• Activity
Format the rows from the line with "Each <instance> block" to the line with "rough mask: <svg" as a JSON list of strings, with one string per line and no blank lines.

• Stored data
----
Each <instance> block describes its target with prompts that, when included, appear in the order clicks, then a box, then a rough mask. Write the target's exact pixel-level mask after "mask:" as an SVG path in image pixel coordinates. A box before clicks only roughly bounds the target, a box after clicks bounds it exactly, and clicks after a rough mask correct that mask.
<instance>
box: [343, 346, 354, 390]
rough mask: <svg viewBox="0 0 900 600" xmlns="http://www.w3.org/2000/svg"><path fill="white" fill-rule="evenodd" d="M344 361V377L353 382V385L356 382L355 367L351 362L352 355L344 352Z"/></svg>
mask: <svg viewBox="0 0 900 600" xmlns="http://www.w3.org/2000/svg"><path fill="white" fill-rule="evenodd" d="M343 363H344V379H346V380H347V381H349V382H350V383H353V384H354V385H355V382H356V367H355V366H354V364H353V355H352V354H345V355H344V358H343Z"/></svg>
----
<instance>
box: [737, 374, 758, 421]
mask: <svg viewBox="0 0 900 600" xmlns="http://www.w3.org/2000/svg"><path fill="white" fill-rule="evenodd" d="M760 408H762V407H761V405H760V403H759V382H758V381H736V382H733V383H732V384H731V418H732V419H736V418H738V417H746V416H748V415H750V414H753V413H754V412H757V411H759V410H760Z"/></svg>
----
• Result for this task
[
  "Each <instance> block describes its target with prompts that, when included, appear in the order clicks, then a box, then a rough mask. Write the target's exact pixel-level mask after \"mask:\" as an SVG path in image pixel coordinates. A box before clicks only roughly bounds the target, a box after clicks bounds it exactly, and clicks after a rough mask correct that mask.",
  "<instance>",
  "box: [343, 346, 354, 390]",
  "rough mask: <svg viewBox=\"0 0 900 600\" xmlns=\"http://www.w3.org/2000/svg\"><path fill=\"white\" fill-rule=\"evenodd\" d=\"M344 361V377L353 382V385L356 382L355 367L351 362L352 355L344 352Z\"/></svg>"
]